-- Opening Marker --
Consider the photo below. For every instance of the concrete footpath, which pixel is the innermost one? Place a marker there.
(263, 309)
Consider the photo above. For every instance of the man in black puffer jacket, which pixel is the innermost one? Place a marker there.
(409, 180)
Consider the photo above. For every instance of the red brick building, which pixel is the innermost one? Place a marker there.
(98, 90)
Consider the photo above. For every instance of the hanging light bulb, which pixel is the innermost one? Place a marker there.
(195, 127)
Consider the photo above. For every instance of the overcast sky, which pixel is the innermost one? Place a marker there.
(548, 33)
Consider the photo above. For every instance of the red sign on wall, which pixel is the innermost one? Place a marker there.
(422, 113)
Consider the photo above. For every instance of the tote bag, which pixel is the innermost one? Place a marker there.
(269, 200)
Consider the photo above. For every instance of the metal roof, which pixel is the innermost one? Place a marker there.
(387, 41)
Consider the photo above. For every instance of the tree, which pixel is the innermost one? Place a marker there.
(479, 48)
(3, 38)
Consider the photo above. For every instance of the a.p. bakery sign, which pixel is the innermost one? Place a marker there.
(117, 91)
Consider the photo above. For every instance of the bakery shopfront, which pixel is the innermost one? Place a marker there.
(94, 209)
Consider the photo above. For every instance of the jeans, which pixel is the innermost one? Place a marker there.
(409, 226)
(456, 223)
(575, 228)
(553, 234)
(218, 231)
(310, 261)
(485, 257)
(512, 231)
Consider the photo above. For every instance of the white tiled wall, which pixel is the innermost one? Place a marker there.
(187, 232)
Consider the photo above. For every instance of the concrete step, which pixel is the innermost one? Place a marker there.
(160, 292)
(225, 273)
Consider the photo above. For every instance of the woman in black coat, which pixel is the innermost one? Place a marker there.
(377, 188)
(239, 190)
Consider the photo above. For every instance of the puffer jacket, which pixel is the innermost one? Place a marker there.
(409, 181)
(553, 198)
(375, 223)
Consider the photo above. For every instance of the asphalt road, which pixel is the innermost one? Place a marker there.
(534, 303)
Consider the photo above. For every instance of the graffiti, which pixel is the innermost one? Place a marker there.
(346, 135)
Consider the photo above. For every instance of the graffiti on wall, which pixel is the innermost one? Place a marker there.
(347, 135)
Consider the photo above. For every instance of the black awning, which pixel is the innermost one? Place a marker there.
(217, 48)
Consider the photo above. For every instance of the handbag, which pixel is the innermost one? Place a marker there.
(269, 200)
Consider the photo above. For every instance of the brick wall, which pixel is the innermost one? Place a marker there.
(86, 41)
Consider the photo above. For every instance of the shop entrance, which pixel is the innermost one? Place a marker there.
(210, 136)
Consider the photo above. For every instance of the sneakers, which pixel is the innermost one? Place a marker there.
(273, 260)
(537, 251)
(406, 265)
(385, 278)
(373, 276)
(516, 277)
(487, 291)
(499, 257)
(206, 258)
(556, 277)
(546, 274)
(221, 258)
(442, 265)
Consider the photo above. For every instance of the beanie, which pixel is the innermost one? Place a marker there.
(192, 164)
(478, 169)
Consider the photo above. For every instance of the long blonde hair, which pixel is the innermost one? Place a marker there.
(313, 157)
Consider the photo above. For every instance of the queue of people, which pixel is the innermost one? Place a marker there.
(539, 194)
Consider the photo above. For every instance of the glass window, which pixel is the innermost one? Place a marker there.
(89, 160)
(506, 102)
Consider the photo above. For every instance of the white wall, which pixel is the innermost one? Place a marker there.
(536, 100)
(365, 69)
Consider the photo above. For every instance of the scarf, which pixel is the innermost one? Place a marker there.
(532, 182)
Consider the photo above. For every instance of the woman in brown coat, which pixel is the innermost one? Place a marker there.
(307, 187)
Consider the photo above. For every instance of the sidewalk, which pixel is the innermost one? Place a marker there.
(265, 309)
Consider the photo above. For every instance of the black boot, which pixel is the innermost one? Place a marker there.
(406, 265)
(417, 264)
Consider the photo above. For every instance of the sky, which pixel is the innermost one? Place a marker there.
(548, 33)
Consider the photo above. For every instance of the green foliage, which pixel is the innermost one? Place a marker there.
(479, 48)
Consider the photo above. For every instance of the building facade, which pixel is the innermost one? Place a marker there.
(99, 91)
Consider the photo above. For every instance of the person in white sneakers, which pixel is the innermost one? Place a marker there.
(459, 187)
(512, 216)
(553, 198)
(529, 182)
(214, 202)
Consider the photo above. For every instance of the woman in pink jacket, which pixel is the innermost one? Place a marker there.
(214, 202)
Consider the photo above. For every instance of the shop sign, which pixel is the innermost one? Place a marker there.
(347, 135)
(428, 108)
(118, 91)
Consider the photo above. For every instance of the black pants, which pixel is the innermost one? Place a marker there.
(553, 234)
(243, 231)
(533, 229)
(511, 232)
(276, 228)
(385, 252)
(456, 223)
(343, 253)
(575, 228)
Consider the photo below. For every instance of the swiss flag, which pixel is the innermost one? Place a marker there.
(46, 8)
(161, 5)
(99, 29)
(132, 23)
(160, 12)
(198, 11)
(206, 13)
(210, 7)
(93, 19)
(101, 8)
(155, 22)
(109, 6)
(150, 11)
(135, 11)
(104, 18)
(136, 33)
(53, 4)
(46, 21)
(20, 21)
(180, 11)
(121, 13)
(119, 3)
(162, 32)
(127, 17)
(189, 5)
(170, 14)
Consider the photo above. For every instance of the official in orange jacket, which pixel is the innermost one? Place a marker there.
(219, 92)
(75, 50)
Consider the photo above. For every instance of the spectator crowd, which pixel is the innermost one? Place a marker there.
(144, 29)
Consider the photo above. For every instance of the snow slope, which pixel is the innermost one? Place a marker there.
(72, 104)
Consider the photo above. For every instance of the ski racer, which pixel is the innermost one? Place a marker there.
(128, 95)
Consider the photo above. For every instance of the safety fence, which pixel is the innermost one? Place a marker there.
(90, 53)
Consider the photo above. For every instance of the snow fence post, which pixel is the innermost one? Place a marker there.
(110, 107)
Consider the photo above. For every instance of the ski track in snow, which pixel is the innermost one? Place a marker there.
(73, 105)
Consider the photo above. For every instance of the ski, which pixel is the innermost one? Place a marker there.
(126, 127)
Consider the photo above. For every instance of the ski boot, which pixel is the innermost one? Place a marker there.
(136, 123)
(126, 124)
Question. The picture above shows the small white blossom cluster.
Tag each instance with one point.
-- Closing Marker --
A word-for-word copy of the full listing is required.

__EXERCISE OUTPUT__.
Consider the photo below. For every instance of the concrete footpath, which pixel is the innermost one? Place a marker there.
(263, 309)
Consider the photo above. For every instance of the man in black puffer jacket, which pixel is the innermost one? Place a marker there.
(409, 180)
Consider the photo above. For every instance of the red brick building, which pixel is the innermost one? Place a marker there.
(98, 90)
Consider the photo above. For every instance of the hanging light bulb, which pixel is the innermost one? Place a marker there.
(195, 127)
Consider the photo above. For every instance of the overcast sky, which pixel is the innermost one? Place a marker there.
(548, 33)
Consider the photo above. For every instance of the red sign on wall, which pixel is the innermost one? Place a marker there.
(422, 113)
Consider the photo above. For every instance of the tote bag, which pixel is the innermost one? Place a marker there.
(269, 200)
Consider the photo above. For every instance of the metal roof, which pixel is the innermost one? Place a marker there.
(387, 41)
Consider the photo above. For every instance of the tree, which pixel is the innermost one? Place a marker there.
(479, 48)
(3, 38)
Consider the photo above. For every instance of the a.p. bakery sign, which pixel is the innermost one? Place a marker there.
(117, 91)
Consider the photo above. For every instance of the bakery shopfront, which pixel is the innermost one? Place a marker there.
(94, 209)
Consider the photo above. For every instance of the jeans, which pixel is the innermost one? Place a marker there.
(409, 226)
(456, 223)
(575, 228)
(553, 234)
(218, 231)
(310, 261)
(485, 257)
(512, 231)
Consider the photo above. For every instance of the white tiled wall, which pixel is the innermost one? Place a marker there.
(187, 232)
Consider the photo above. For every instance of the concrete step, which pixel is the innermost one? Place a marker there.
(160, 292)
(225, 273)
Consider the photo above. For every instance of the woman in black coat, which pixel is the innermost one? Place a marker there.
(377, 188)
(239, 190)
Consider the photo above. For every instance of the puffer jacket, which pixel is the innermost one? Place a marker there.
(409, 181)
(553, 198)
(375, 223)
Consider the photo above. For every instance of the asphalt road, which pixel is the innermost one? Place a marker there.
(534, 303)
Consider the photo above. For every instance of the graffiti, which pixel is the innermost one? Place a marker there.
(346, 135)
Consider the photo above. For every instance of the graffiti on wall, which pixel is the innermost one? Place a marker there.
(347, 135)
Consider the photo above. For every instance of the black awning, which pixel is the innermost one? Place a marker there.
(217, 48)
Consider the photo above. For every instance of the handbag, which pixel is the innermost one? Place a marker there.
(269, 200)
Consider the photo above. For every instance of the brick wall, which pixel is the innermost one? Place a marker there.
(86, 41)
Consider the photo above. For every instance of the shop entrance, which pixel is the innermost one? Place a marker there.
(210, 136)
Consider the photo above. For every instance of the sneakers, which pixel is the innermost one? Place a marker there.
(273, 260)
(537, 251)
(406, 265)
(385, 278)
(373, 276)
(516, 277)
(487, 291)
(499, 257)
(206, 258)
(556, 277)
(546, 274)
(221, 258)
(442, 265)
Consider the photo above. For every instance of the beanie, which pixel is the innermost one? Place a marker there.
(192, 164)
(478, 169)
Consider the photo above. For every instance of the long blonde hair, which pixel is the innermost one? Place a marker there.
(313, 157)
Consider the photo above. For every instance of the queue of people, which pixel is the innermost one? Place a marker there.
(539, 194)
Consider the photo above. For every instance of the glass window, which pixel is the innermost one? Place a marker there.
(89, 160)
(506, 102)
Consider the photo above. For every instance of the white wall, which pixel is the innermost one? Place a marker there.
(536, 100)
(365, 69)
Consider the photo above. For every instance of the scarf, which pixel is the innermost one? Place a marker there.
(532, 182)
Consider the photo above. For every instance of the woman in brown coat, which pixel is the innermost one? Place a marker there.
(307, 187)
Consider the photo above. For every instance of the sidewalk, which pixel is the innermost one? Place a marker there.
(265, 309)
Consider the photo above. For every instance of the black boot, which pixel is the innermost one? Place a marker there.
(406, 265)
(417, 264)
Consider the photo above. For every instance of the sky, which pixel is the innermost one? Place a marker there.
(548, 33)
Consider the photo above. For every instance of the green foliage, which pixel is the innermost one? Place a marker there.
(479, 48)
Consider the photo above. For every instance of the building facade, which pixel is the innermost one? Place a marker there.
(99, 91)
Consider the photo above. For every instance of the person in white sneakers, which pixel is the innermost one? Place a marker there.
(459, 187)
(512, 216)
(553, 198)
(529, 182)
(214, 202)
Consider the photo above. For every instance of the woman in pink jacket, which pixel is the innermost one? Place a marker there.
(214, 202)
Consider the photo above. For every instance of the shop sign, which pixel is the innermost one? Place a marker there.
(347, 135)
(428, 108)
(118, 91)
Consider the photo above. For every instance of the black pants, which pixel is the innermost one? Place a marker there.
(553, 234)
(243, 231)
(533, 229)
(511, 232)
(276, 228)
(385, 252)
(456, 223)
(343, 253)
(575, 228)
Consider the photo below. For every instance of the swiss flag, which pixel is the innermost one? Place a marker there.
(46, 8)
(161, 5)
(99, 29)
(132, 23)
(160, 12)
(198, 11)
(206, 13)
(210, 7)
(93, 19)
(101, 8)
(155, 22)
(109, 6)
(150, 11)
(135, 11)
(104, 18)
(136, 33)
(53, 4)
(46, 21)
(20, 21)
(180, 11)
(121, 13)
(119, 3)
(162, 32)
(127, 17)
(189, 5)
(170, 14)
Consider the photo above. For every instance of the official in orange jacket, which pixel is the innermost one? Place a marker there.
(219, 92)
(75, 50)
Consider the photo above. For every instance of the spectator crowd, which pixel is the innermost one? Place a marker there.
(144, 29)
Consider the photo above. For every instance of the snow slope, which pixel is the innermost one? Place a marker there.
(72, 104)
Consider the photo above. For every instance of the ski racer, which pixel is the innermost one? Place a marker there.
(128, 95)
Consider the photo above. For every instance of the safety fence, which pixel is the innermost one? Place a marker there.
(90, 53)
Consider the photo above. For every instance of the snow fence post, which pixel is the innermost one? Place a marker there.
(110, 107)
Consider the photo above. For every instance of the ski track in snow, which pixel is the innermost one? Place a marker there.
(73, 105)
Consider the photo above. For every instance of the ski, which pixel is the innermost one? Place a marker there.
(126, 127)
Consider the photo above. For every instance of the ski boot, which pixel is the innermost one? Place a marker there.
(136, 123)
(126, 124)
Question. The picture above shows the small white blossom cluster.
Tag each instance with one point.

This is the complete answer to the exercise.